What the task asks = Copy out every line of the data exactly.

Supplied information =
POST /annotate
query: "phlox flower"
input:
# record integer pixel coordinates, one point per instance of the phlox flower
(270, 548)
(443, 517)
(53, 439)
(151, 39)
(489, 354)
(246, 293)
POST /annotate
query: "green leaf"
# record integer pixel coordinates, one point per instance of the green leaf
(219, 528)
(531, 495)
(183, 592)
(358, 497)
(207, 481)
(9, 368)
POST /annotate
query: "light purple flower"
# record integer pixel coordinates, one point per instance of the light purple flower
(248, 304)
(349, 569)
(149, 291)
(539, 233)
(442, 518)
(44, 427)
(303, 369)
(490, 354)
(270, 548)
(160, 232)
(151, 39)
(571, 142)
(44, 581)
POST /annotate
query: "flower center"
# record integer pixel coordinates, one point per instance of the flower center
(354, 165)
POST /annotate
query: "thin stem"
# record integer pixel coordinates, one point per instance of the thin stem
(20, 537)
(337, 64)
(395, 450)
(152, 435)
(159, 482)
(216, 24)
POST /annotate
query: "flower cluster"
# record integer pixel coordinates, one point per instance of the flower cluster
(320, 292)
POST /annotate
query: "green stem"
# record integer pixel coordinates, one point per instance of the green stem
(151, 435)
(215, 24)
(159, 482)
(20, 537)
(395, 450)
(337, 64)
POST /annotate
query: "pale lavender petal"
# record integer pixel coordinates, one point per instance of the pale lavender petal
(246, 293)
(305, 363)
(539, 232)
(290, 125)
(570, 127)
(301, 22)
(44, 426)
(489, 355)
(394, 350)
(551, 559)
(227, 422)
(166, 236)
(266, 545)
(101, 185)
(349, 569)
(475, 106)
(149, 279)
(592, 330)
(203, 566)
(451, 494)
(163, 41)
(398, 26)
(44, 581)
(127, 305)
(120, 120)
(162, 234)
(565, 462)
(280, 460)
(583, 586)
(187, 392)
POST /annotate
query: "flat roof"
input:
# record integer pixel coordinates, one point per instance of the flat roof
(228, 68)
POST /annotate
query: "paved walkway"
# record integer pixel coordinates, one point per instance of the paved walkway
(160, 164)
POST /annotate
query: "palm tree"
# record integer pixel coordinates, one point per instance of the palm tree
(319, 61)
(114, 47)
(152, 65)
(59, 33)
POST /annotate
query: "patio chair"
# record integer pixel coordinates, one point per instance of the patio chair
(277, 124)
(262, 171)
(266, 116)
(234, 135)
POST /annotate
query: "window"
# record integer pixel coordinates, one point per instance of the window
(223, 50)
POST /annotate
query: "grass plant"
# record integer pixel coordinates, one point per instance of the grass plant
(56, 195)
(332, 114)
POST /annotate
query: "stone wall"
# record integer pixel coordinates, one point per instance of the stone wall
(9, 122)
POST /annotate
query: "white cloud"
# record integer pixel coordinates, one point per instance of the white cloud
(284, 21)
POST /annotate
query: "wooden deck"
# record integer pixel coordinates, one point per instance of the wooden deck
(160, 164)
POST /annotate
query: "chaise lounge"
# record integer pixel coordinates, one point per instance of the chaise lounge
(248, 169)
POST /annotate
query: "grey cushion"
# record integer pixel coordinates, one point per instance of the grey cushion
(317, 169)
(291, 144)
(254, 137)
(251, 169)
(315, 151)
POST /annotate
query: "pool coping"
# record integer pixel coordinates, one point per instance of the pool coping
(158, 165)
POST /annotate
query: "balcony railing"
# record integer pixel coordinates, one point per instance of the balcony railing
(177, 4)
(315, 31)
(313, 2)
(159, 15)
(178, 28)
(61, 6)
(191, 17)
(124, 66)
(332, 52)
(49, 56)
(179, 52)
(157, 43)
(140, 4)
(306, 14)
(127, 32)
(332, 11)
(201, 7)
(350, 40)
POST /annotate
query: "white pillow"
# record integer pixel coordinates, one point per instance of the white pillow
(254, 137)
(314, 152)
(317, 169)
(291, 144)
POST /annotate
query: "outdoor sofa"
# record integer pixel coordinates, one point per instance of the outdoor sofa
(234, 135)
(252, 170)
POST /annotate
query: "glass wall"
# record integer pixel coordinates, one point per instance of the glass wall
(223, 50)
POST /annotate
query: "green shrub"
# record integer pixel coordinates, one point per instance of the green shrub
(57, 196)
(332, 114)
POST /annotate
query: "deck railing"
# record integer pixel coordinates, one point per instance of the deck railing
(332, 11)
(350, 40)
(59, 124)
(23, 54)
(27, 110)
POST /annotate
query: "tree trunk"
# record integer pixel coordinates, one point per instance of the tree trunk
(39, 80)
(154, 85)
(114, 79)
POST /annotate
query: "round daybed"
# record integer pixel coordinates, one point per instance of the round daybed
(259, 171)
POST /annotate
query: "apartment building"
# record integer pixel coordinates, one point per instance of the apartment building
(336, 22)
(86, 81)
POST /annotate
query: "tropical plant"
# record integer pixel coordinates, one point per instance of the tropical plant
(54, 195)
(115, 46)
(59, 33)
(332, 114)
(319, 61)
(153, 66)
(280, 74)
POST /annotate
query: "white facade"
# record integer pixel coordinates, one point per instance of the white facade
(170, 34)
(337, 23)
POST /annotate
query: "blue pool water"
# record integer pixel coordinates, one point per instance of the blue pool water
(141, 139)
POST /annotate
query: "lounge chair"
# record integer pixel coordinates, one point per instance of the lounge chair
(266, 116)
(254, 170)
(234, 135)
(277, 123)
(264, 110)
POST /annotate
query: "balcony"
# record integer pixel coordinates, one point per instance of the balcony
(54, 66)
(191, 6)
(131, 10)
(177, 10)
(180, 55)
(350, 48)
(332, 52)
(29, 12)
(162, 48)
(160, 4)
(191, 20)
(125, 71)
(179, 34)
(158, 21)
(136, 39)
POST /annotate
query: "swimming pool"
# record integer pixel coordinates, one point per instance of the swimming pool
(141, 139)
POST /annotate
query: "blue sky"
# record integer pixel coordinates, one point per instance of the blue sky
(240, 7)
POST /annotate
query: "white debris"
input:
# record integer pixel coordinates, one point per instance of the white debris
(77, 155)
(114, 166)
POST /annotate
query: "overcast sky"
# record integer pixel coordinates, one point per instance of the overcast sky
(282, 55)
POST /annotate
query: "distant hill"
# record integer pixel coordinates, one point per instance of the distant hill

Completed task =
POST /annotate
query: "phlox flower"
input:
# record integer pixel coordinates, one point per instance of the phlox flower
(270, 548)
(443, 517)
(53, 439)
(151, 39)
(489, 354)
(246, 293)
POST /annotate
query: "green leaf"
# record integer pixel coordinates, one point per instance of the green leaf
(219, 528)
(531, 495)
(183, 592)
(358, 497)
(207, 481)
(9, 368)
POST /annotate
query: "light purple flower"
# record integer pixel coordinates, one point per instance of the light purple flower
(248, 304)
(349, 569)
(149, 291)
(539, 233)
(442, 518)
(44, 427)
(303, 369)
(490, 354)
(270, 548)
(160, 232)
(151, 39)
(571, 142)
(44, 581)
POST /annotate
query: "flower center"
# record integer pixel coordinates, one point per instance of the flower center
(354, 165)
POST /annotate
query: "thin stem"
# record integer pixel coordinates, one point per instance of the thin stem
(20, 537)
(337, 64)
(395, 450)
(152, 435)
(159, 482)
(216, 24)
POST /annotate
query: "flower cluster"
# record integer pixel coordinates, one point per instance of the flower cluster
(320, 292)
POST /annotate
query: "green stem"
# record integer pixel coordinates, one point per instance of the green stem
(151, 435)
(215, 24)
(159, 482)
(20, 537)
(395, 450)
(337, 64)
POST /annotate
query: "pale lavender petal"
# record integer pixel coordinates, one point per instance of the pale lavender petal
(246, 293)
(305, 363)
(539, 232)
(290, 125)
(570, 127)
(301, 22)
(44, 426)
(489, 355)
(394, 350)
(551, 559)
(227, 422)
(166, 236)
(266, 545)
(101, 185)
(349, 569)
(475, 106)
(149, 279)
(592, 330)
(203, 566)
(451, 494)
(163, 41)
(398, 26)
(44, 581)
(127, 305)
(120, 120)
(162, 234)
(565, 462)
(280, 460)
(583, 586)
(187, 392)
POST /annotate
query: "flat roof"
input:
# record integer pixel coordinates, one point per instance of the flat roof
(228, 68)
POST /annotate
query: "paved walkway"
# record integer pixel coordinates, one point per instance of the paved walkway
(160, 164)
POST /annotate
query: "palm tree"
# record integer pixel coordinates, one point per instance of the palm tree
(319, 61)
(114, 47)
(152, 65)
(59, 33)
POST /annotate
query: "patio chair"
# record integer pixel coordinates, one point per instance of the patio chair
(277, 124)
(262, 171)
(266, 116)
(234, 135)
POST /annotate
query: "window"
# record integer pixel coordinates, one point per instance of the window
(223, 50)
POST /annotate
query: "grass plant"
# record integer pixel coordinates, one point per instance of the grass plant
(56, 195)
(332, 114)
POST /annotate
query: "stone wall"
# record integer pixel coordinates, one point per instance of the stone wall
(9, 122)
POST /annotate
query: "white cloud"
# record integer pixel coordinates, one point per instance of the white cloud
(284, 21)
POST /annotate
query: "wooden deck"
# record integer pixel coordinates, one point per instance of the wooden deck
(160, 164)
POST /annotate
query: "chaise lounge"
# record integer pixel coordinates, one point per instance of the chaise lounge
(248, 169)
POST /annotate
query: "grey cushion"
# record integer pixel coordinates, one point per instance of the grey cushion
(317, 169)
(291, 144)
(254, 137)
(251, 169)
(315, 151)
POST /annotate
query: "pool coping"
# record integer pixel coordinates, one point per instance of the pool coping
(158, 165)
POST /annotate
query: "balcony railing"
# record integer pixel coordinates, one point per instance of the balcony railing
(177, 4)
(315, 31)
(313, 2)
(159, 15)
(178, 28)
(61, 6)
(191, 17)
(124, 66)
(332, 52)
(49, 56)
(179, 52)
(157, 43)
(140, 4)
(306, 14)
(127, 32)
(332, 11)
(201, 7)
(350, 40)
POST /annotate
query: "white pillow"
# record integer pixel coordinates, one point per instance of the white pillow
(254, 137)
(314, 152)
(317, 169)
(291, 144)
POST /annotate
query: "outdoor sofa"
# record integer pixel coordinates, one point per instance of the outdoor sofa
(234, 135)
(252, 170)
POST /annotate
query: "glass wall"
# record integer pixel coordinates, one point per instance of the glass wall
(223, 50)
POST /annotate
query: "green shrub"
# record integer pixel coordinates, one point per instance of the green shrub
(57, 196)
(332, 114)
POST /annotate
query: "deck railing"
# record integer pixel coordinates, one point per instance of the deck railing
(332, 11)
(350, 40)
(59, 124)
(23, 54)
(27, 110)
POST /annotate
query: "tree trunk"
# record integer pixel coordinates, one point per instance of the tree trunk
(39, 80)
(154, 85)
(114, 79)
POST /annotate
query: "round daybed"
# record integer pixel coordinates, one point per instance of the round daybed
(259, 171)
POST /annotate
query: "apartment building"
# record integer pixel coordinates, one point per instance of the apartment building
(336, 22)
(86, 81)
POST /annotate
query: "tropical plant"
# record integer pixel coordinates, one point per instance of the tropical plant
(54, 195)
(115, 46)
(59, 33)
(332, 114)
(319, 61)
(153, 66)
(280, 74)
POST /annotate
query: "white facade"
# record integer pixel coordinates, one point per instance of the white facade
(170, 34)
(337, 23)
POST /annotate
query: "blue pool water"
# record integer pixel coordinates, one point per instance of the blue pool water
(141, 139)
POST /annotate
query: "lounge chair"
# record integer pixel coordinates, one point per instance of the lounge chair
(266, 116)
(254, 170)
(234, 135)
(277, 123)
(264, 110)
POST /annotate
query: "balcony"
# record integer pixel coordinates, one point per instance of the balcony
(54, 66)
(191, 6)
(131, 10)
(177, 10)
(180, 55)
(350, 48)
(332, 52)
(29, 12)
(162, 48)
(160, 4)
(191, 20)
(125, 71)
(179, 34)
(158, 21)
(136, 39)
POST /annotate
query: "swimming pool"
# record integer pixel coordinates, one point per instance of the swimming pool
(141, 139)
POST /annotate
query: "blue sky"
# record integer pixel coordinates, one point per instance of the blue sky
(240, 7)
POST /annotate
query: "white debris"
input:
# record integer pixel coordinates, one point per instance of the white debris
(77, 155)
(114, 166)
POST /annotate
query: "overcast sky"
# record integer pixel coordinates, one point per instance of the overcast sky
(282, 55)
POST /annotate
query: "distant hill"
# record integer pixel coordinates, one point per instance of the distant hill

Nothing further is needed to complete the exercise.